**PROVIDED PASSAGE:**
Stable Audio 2.5

Stable Audio 2.5
Stability AI · Audio Generation
POST /v1/audio/generations

Up-to-3-minute audio from text with text-to-audio, audio-to-audio, and audio inpainting for music production, sound design, and remixing.

At a glance

FieldValue
Model idstable-audio-2-5
Input modalitiesText
Output modalitiesAudio
Context window-
Weight precision-
Features-
Native inferenceNo
NewNo
Supported endpointsPOST /v1/audio/generations

Pricing

ChargeSpecRate
Generationper generation$0.68

Example request

$curl https://api.empiriolabs.ai/v1/audio/generations \
> -H 'Authorization: Bearer $EMPIRIOLABS_API_KEY' \
> -H 'Content-Type: application/json' \
> -d '{"model": "stable-audio-2-5", "prompt": "warm jazz piano", "duration": 8}'

Parameters

ParameterTypeRequiredDefaultDescription
promptstringyes-What to generate.
modeenumno"text-to-audio"audio-inpaint regenerates a [mask_start, mask_end] window of an existing clip while keeping the rest. · Allowed: text-to-audio, audio-to-audio, audio-inpaint
output_formatenumno"mp3"Output media file format (mp3, wav, mp4, png, jpg, etc., depending on the endpoint). · Allowed: mp3, wav
durationnumberno190Seconds. Up to 3 minutes 10 seconds. · Range: 1 – 190
stepsnumberno8Diffusion steps. The 2.5 turbo model is tuned for very low step counts. · Range: 4 – 8
cfg_scalenumberno1Classifier-free guidance. The turbo model uses small CFG by default. · Range: 1 – 25
strengthnumberno0.5Audio-to-audio only. 0.01 = ignore reference, 1 = stay close to reference. · Range: 0.01 – 1
mask_startnumberno-Inpaint window start (seconds). Required for audio-inpaint. · Range: 0 – 190
mask_endnumberno-Inpaint window end (seconds). Required for audio-inpaint. · Range: 0 – 190
random_seedbooleannotrueIf true, use a random seed each call.

**Stored data:**
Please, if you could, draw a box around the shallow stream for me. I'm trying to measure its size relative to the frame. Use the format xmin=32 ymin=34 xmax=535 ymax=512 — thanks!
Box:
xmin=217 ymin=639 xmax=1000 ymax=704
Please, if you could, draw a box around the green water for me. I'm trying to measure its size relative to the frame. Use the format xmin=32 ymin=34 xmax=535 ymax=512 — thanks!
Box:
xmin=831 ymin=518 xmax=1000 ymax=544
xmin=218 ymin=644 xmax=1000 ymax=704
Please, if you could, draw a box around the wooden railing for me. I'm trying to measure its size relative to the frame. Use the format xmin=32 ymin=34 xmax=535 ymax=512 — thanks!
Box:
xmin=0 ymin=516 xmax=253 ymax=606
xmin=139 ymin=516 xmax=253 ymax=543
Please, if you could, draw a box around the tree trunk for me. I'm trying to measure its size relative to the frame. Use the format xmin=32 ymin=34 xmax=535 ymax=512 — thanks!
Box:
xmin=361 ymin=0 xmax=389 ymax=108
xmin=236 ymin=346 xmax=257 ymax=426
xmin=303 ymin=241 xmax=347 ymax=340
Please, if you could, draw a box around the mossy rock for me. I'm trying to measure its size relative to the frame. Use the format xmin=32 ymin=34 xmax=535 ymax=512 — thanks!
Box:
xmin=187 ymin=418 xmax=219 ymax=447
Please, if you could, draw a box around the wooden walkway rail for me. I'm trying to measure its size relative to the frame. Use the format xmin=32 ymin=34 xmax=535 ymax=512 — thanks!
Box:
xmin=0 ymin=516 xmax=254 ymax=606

**JOBS:**
(1) Retype the part of the Stable Audio 2.5 page that runs from "Example request" to "promptstringyes-What to generate.".
(2) What three ways of making audio does the Stable Audio 2.5 page say the model offers?
(3) Go on with the Stable Audio 2.5 page after its last line.

**THE RESULTS:**
(1)
Example request

$curl https://api.empiriolabs.ai/v1/audio/generations \
> -H 'Authorization: Bearer $EMPIRIOLABS_API_KEY' \
> -H 'Content-Type: application/json' \
> -d '{"model": "stable-audio-2-5", "prompt": "warm jazz piano", "duration": 8}'

Parameters

ParameterTypeRequiredDefaultDescription
promptstringyes-What to generate.

(2) Text-to-audio, audio-to-audio, and audio inpainting.

(3)
seednumberno-Reproducibility seed. Only used when random_seed=false.
audio_urlstringno-Reference audio URL for audio-to-audio / inpaint.

Notes

Adds audio-inpaint mode (regenerate a time window) on top of Stable Audio 2.0.

Mode requirements

  • Audio-to-audio and audio-inpaint both require BOTH a prompt and an uploaded audio file
  • Audio-to-audio uses the reference audio for style/conditioning, NOT for voice cloning

Machine-readable schema: GET https://api.empiriolabs.ai/v1/models/stable-audio-2-5.